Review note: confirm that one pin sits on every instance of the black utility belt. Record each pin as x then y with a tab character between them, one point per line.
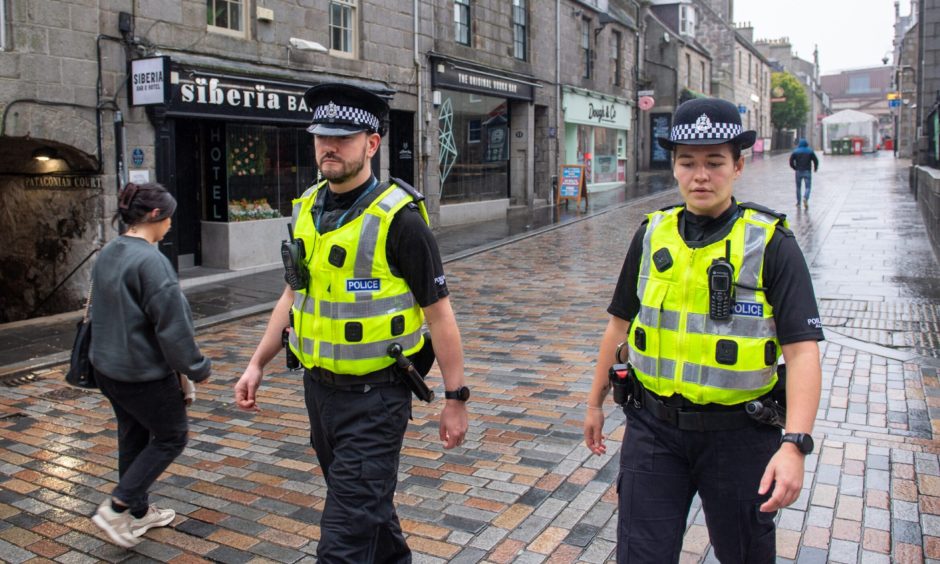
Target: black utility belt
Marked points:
350	382
688	420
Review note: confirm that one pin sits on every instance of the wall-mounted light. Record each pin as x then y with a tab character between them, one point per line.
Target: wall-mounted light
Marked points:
307	45
44	154
304	45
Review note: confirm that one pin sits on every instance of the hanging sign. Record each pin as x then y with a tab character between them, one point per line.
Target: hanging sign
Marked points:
149	81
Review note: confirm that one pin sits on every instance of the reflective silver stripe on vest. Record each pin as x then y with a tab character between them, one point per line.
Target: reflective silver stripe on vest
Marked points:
393	199
652	317
754	237
362	310
647	254
365	351
714	377
738	326
365	251
660	368
355	310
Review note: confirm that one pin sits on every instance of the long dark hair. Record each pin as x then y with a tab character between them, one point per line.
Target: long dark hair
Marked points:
137	201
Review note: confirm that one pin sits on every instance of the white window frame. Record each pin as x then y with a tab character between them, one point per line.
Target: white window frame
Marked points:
520	29
463	8
687	20
3	25
239	33
353	7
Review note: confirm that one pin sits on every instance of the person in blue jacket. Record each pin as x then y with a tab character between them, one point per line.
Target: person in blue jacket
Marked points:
803	160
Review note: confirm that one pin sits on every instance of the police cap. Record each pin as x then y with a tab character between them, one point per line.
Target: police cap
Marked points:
342	109
707	121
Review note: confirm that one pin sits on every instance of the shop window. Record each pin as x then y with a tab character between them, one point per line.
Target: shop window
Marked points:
473	170
226	16
267	167
519	30
462	21
474	131
687	20
3	25
343	26
604	167
616	46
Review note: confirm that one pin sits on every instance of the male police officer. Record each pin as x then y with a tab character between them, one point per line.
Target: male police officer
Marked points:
709	294
369	275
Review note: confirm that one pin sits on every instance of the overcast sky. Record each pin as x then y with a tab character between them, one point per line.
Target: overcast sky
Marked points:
849	33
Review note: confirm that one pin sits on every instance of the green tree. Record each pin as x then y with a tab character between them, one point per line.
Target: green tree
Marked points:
791	112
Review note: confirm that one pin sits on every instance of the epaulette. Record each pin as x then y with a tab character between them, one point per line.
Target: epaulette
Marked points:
783	226
418	196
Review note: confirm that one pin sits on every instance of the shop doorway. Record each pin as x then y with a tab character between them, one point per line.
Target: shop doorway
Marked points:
401	146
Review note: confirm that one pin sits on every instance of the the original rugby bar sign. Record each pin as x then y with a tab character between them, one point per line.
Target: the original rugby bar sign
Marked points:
149	81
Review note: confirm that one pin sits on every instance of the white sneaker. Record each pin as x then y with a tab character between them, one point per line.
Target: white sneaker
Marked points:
155	517
116	525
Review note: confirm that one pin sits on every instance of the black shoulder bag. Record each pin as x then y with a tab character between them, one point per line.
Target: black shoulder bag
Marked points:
81	373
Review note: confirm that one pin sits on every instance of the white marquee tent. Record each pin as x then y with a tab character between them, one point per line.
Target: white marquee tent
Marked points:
850	123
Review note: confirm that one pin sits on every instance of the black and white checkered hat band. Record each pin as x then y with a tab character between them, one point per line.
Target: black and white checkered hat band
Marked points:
332	113
690	131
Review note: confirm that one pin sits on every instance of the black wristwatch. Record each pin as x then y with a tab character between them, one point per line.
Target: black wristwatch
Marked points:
462	393
803	442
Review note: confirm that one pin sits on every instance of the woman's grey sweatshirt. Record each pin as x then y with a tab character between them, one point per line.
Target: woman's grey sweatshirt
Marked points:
142	327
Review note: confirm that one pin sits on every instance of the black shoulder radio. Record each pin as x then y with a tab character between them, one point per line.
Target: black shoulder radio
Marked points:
293	255
720	286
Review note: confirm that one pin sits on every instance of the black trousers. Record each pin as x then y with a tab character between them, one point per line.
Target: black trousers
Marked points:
661	470
358	436
152	432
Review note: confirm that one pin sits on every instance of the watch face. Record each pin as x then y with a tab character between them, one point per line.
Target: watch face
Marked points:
462	393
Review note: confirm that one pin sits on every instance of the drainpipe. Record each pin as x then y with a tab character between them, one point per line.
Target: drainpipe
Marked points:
559	131
419	147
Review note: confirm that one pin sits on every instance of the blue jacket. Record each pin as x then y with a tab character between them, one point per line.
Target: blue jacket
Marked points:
803	157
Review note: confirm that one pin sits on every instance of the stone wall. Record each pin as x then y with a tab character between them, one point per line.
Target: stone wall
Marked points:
926	188
47	232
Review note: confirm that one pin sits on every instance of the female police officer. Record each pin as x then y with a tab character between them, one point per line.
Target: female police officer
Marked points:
709	295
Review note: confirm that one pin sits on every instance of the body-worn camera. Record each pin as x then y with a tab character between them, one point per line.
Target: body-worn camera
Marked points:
768	412
293	254
624	383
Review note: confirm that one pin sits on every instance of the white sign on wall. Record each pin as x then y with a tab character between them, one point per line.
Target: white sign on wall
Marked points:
149	81
597	111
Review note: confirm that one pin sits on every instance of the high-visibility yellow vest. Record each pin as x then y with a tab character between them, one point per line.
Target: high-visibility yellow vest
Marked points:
674	346
354	306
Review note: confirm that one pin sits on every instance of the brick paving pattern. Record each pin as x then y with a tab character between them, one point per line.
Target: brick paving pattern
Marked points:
522	488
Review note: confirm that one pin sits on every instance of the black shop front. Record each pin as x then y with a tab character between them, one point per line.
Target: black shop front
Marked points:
235	152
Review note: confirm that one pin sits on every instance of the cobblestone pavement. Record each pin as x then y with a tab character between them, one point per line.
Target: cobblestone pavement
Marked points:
522	488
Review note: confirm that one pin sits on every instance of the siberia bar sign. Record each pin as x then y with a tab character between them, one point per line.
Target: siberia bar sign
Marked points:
149	81
228	96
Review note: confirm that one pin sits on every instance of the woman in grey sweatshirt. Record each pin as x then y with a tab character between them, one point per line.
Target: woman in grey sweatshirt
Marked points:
142	336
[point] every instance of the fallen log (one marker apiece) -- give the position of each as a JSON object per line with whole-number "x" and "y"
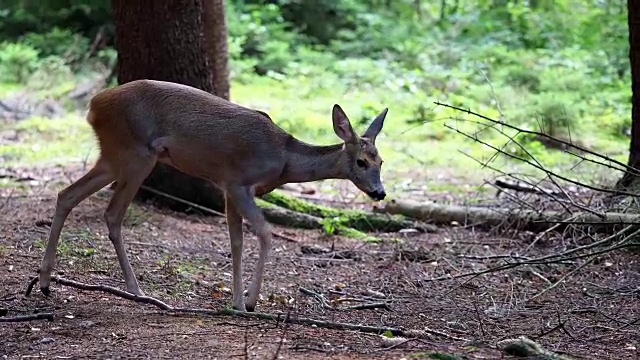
{"x": 273, "y": 214}
{"x": 355, "y": 219}
{"x": 285, "y": 217}
{"x": 512, "y": 218}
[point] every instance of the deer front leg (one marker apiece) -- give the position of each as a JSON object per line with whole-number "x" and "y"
{"x": 97, "y": 178}
{"x": 247, "y": 208}
{"x": 234, "y": 223}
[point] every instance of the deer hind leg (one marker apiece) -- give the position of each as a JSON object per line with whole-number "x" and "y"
{"x": 129, "y": 181}
{"x": 97, "y": 178}
{"x": 234, "y": 223}
{"x": 247, "y": 208}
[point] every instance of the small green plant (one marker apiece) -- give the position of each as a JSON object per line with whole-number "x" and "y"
{"x": 330, "y": 225}
{"x": 524, "y": 77}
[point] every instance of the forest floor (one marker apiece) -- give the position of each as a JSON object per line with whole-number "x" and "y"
{"x": 184, "y": 259}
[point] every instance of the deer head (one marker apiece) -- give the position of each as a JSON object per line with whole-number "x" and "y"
{"x": 364, "y": 162}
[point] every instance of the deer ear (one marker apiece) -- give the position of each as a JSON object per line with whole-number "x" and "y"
{"x": 342, "y": 126}
{"x": 376, "y": 126}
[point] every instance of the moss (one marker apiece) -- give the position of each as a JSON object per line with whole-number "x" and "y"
{"x": 356, "y": 219}
{"x": 289, "y": 217}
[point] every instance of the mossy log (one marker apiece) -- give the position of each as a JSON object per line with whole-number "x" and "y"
{"x": 515, "y": 219}
{"x": 285, "y": 217}
{"x": 355, "y": 219}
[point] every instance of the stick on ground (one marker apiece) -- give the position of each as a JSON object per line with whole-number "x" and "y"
{"x": 278, "y": 317}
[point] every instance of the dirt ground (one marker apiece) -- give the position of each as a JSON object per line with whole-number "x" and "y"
{"x": 185, "y": 261}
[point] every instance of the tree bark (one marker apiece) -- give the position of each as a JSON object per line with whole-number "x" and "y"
{"x": 630, "y": 181}
{"x": 215, "y": 34}
{"x": 164, "y": 40}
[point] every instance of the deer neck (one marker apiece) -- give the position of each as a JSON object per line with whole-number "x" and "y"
{"x": 306, "y": 162}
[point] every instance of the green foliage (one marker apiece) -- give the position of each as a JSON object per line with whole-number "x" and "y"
{"x": 59, "y": 42}
{"x": 17, "y": 61}
{"x": 560, "y": 67}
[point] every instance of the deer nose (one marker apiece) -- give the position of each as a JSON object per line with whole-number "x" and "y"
{"x": 377, "y": 195}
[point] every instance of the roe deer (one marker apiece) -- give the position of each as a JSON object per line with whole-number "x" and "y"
{"x": 240, "y": 150}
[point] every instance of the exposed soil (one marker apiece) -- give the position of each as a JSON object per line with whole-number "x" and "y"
{"x": 184, "y": 259}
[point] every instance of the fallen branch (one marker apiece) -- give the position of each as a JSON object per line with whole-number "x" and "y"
{"x": 516, "y": 219}
{"x": 278, "y": 317}
{"x": 557, "y": 258}
{"x": 272, "y": 213}
{"x": 526, "y": 188}
{"x": 22, "y": 318}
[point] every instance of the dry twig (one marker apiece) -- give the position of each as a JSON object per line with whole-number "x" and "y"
{"x": 278, "y": 317}
{"x": 22, "y": 318}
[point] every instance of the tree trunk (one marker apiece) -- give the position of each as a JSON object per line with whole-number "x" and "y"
{"x": 164, "y": 40}
{"x": 629, "y": 181}
{"x": 215, "y": 34}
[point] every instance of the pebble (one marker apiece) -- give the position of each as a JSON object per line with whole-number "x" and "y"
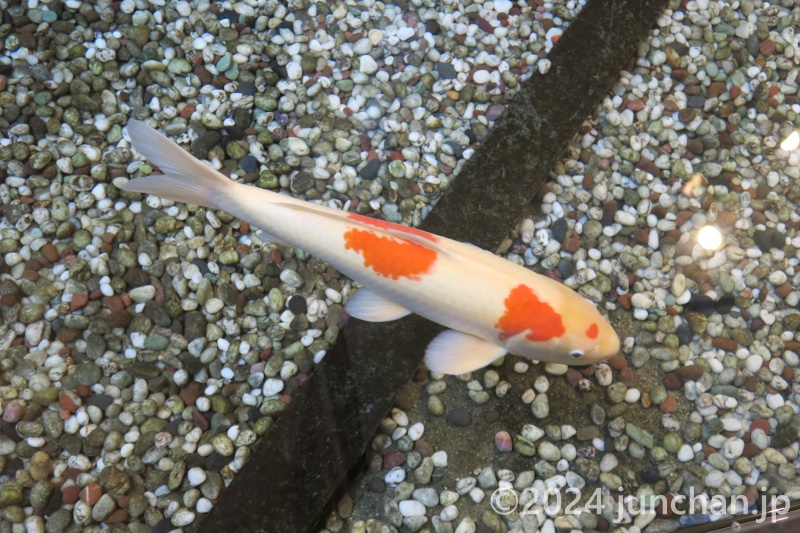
{"x": 126, "y": 301}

───

→ TASK DIRECTIONS: Lay out everything from the line containing "[point] every instance of the tree trunk" down to the end of the listing as a two-column CSV with the headers target_prompt and coordinates. Give one row for each "[point]" line and the coordinates beneath it, with each field in quotation marks, line breaks changed to spaces, and the pictures left out.

→ COMPLETED TASK:
target_prompt,coordinates
"[point] every instance of the tree trunk (one marker apiece) -- give the position of each as a JSON object per line with whole-number ""x"" and ""y""","{""x"": 164, ""y"": 40} {""x"": 629, ""y"": 181} {""x"": 215, ""y"": 34}"
"[point] every instance of the pebble (one marker apiece) -- give the position of each as a JSON object per line with whole-number ""x"" and ""y""","{""x"": 126, ""y"": 301}"